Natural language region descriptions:
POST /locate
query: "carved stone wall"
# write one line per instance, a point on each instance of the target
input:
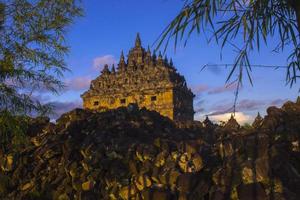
(145, 79)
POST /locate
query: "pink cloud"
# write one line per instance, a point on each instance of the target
(199, 88)
(99, 62)
(78, 83)
(222, 89)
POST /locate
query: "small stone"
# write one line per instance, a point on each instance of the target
(127, 192)
(88, 185)
(27, 186)
(142, 182)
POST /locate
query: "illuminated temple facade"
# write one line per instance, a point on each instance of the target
(145, 79)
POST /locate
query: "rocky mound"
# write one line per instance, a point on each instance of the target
(137, 154)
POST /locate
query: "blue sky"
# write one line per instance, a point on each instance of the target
(111, 26)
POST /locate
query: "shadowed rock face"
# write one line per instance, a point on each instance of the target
(132, 153)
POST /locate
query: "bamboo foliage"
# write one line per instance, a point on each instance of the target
(256, 22)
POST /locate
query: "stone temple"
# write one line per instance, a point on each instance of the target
(144, 79)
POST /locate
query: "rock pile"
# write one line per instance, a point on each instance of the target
(132, 153)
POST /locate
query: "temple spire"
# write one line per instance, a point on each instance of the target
(122, 58)
(138, 42)
(122, 63)
(171, 62)
(148, 50)
(113, 70)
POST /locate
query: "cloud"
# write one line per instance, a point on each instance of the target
(240, 117)
(222, 89)
(199, 88)
(63, 107)
(277, 102)
(78, 83)
(242, 106)
(99, 62)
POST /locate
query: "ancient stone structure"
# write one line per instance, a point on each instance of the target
(145, 79)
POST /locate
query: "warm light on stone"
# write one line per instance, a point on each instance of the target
(146, 80)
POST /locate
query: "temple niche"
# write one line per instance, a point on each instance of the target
(146, 79)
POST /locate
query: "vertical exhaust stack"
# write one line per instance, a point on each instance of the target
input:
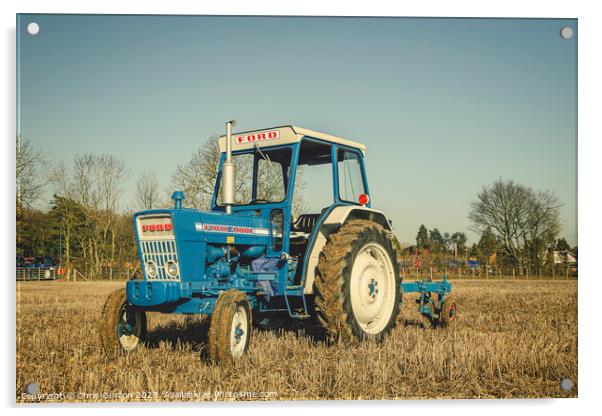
(228, 171)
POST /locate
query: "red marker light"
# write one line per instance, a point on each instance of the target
(363, 199)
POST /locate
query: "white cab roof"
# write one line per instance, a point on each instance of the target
(281, 135)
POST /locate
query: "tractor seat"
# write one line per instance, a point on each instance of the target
(305, 223)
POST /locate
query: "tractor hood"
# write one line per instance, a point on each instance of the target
(211, 227)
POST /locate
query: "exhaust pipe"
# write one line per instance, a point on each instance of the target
(228, 171)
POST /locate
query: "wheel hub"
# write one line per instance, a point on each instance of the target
(372, 288)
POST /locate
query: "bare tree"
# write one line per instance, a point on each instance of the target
(197, 177)
(524, 220)
(147, 191)
(29, 176)
(95, 184)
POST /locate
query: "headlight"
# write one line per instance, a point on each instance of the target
(151, 269)
(171, 268)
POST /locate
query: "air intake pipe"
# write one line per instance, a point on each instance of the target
(228, 171)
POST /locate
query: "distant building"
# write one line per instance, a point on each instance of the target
(562, 257)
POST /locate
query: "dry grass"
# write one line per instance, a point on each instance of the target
(513, 339)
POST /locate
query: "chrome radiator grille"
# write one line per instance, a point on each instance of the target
(160, 252)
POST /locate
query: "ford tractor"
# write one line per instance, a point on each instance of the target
(249, 261)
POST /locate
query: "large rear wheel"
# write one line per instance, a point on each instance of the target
(358, 285)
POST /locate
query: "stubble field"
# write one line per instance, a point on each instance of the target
(512, 339)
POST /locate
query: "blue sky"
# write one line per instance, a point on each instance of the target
(445, 106)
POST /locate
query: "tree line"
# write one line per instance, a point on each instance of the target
(519, 229)
(85, 225)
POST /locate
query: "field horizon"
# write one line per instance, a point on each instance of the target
(513, 339)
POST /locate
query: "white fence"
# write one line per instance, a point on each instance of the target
(37, 273)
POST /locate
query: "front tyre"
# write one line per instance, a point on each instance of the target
(358, 285)
(123, 327)
(230, 330)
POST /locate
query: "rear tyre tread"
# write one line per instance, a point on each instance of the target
(334, 310)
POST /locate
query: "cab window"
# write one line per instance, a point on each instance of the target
(351, 182)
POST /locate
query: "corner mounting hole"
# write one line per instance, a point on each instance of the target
(566, 32)
(33, 28)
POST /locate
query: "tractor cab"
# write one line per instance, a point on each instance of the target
(270, 166)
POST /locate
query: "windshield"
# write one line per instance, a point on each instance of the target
(261, 176)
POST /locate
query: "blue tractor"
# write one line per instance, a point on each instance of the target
(248, 261)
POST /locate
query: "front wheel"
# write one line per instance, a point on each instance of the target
(358, 285)
(230, 330)
(123, 327)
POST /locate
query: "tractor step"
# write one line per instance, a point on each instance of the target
(300, 312)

-- Task --
Retype every record as it stands. None of the pictures should appear.

-- Solution for this problem --
POST /locate
query: "carved stone wall"
# write one line per instance, a point on each instance of the target
input:
(145, 79)
POST /locate
query: "pink cloud"
# write one line per instance, a point on each instance of the target
(199, 88)
(99, 62)
(78, 83)
(222, 89)
POST /locate
query: "small stone"
# write one line per instance, a point on each instance of the target
(127, 192)
(88, 185)
(27, 186)
(142, 182)
POST /locate
query: "illuminated temple facade"
# write one line per instance, a point on each instance of the target
(145, 79)
POST /locate
query: "rocky mound"
# write one line per instance, a point on each instance of the target
(137, 154)
POST /locate
query: "blue sky"
# write one line per instance, a point on each instance of the target
(111, 26)
POST /locate
query: "shadowed rock face"
# write one line per instance, a point on each instance of the target
(132, 153)
POST /locate
query: "bamboo foliage"
# write one line per instance, a point on each instance of the target
(256, 22)
POST /locate
query: "stone temple"
# write one line per instance, a point on each instance of the target
(144, 79)
POST /locate
query: "rock pile"
# write one line per instance, a point on each instance of the target
(132, 153)
POST /locate
query: "temple spire"
# write one line per instance, a point on each instance of the target
(122, 58)
(138, 42)
(122, 63)
(171, 62)
(148, 50)
(113, 70)
POST /locate
query: "cloud"
# write one line per instance, a point on each instance of the target
(240, 117)
(222, 89)
(199, 88)
(63, 107)
(277, 102)
(78, 83)
(242, 106)
(99, 62)
POST /locate
query: "ancient stone structure"
# write one line per instance, a point on each instance of the target
(145, 79)
POST /locate
query: "warm light on stone"
# write one line per instance, a point on each instance of the target
(146, 80)
POST /locate
query: "temple niche"
# write one line per instance, a point on each instance of the target
(146, 79)
POST /locate
query: "vertical exhaust stack"
# write one line per instance, a point on each instance of the target
input:
(228, 171)
POST /locate
query: "red marker light"
# write one line per instance, a point on each instance of the target
(363, 199)
POST /locate
query: "white cab roof"
# write one line per instance, a point on each instance of the target
(281, 135)
POST /locate
query: "tractor seat"
# write one line per instance, a point on each instance of the target
(305, 223)
POST /locate
query: "tractor hood"
# write one line per instance, a point on each instance of the target
(211, 227)
POST /locate
query: "exhaust pipe"
# write one line per instance, a point on each instance of the target
(228, 171)
POST /locate
query: "wheel hub"
# write one line per instance, a point on each instance of the target
(372, 288)
POST /locate
query: "bare tree"
# write one line per instance, a point on each instance of the target
(197, 177)
(524, 220)
(147, 191)
(29, 176)
(95, 184)
POST /locate
query: "headlight"
# write one line per instance, a point on each instance of the target
(151, 269)
(171, 268)
POST /locate
query: "air intake pipe"
# write one line per instance, a point on each instance of the target
(228, 171)
POST /locate
query: "distant building"
# write one line per instance, a point on each instance of the target
(562, 257)
POST /locate
query: "dry grass"
# write one line per instance, a point on each instance of the target
(513, 339)
POST /locate
query: "chrome radiator grille"
# write one line per instance, a point on each instance of the target
(160, 252)
POST /locate
query: "ford tractor"
# write one line per instance, a point on each instance of the target
(249, 261)
POST /locate
query: "large rear wheel"
# write one line per instance, a point on each instance of the target
(358, 285)
POST /locate
query: "stubble field"
# write one line per instance, a point on each instance of the target
(512, 339)
POST /locate
query: "blue sky"
# write one line per instance, a point on each instance of the target
(445, 106)
POST /locate
query: "tree line"
# write one line per instance, a point on each instance of the target
(519, 229)
(85, 225)
POST /locate
query: "field horizon"
# write one line per instance, a point on each instance of the target
(513, 339)
POST /locate
query: "white fence"
# write one line per instance, a point on each instance of the target
(37, 273)
POST /locate
query: "front tyre"
# write one line per instance, a point on each instance of the target
(358, 285)
(123, 327)
(230, 330)
POST /locate
query: "rear tyre tread"
# write one line per instance, a point on each instance of the target
(334, 310)
POST /locate
query: "cab window"
# write one line per instance, a point on each instance of the target
(351, 182)
POST /locate
query: "corner mounting hole"
# write one line per instance, a point on each instance of the target
(566, 32)
(33, 28)
POST /locate
query: "tractor cab"
# write one line per instance, a point on each instance of the target
(270, 166)
POST /locate
query: "windshield"
# write one line per instance, a point on each instance of the target
(261, 176)
POST /locate
query: "blue tractor"
# write one line per instance, a point on each instance of the target
(248, 261)
POST /locate
query: "front wheel"
# write one line per instance, a point on each instance of the target
(358, 285)
(230, 330)
(123, 327)
POST /locate
query: "tractor step"
# write one line per instance, a point on each instance of the target
(300, 312)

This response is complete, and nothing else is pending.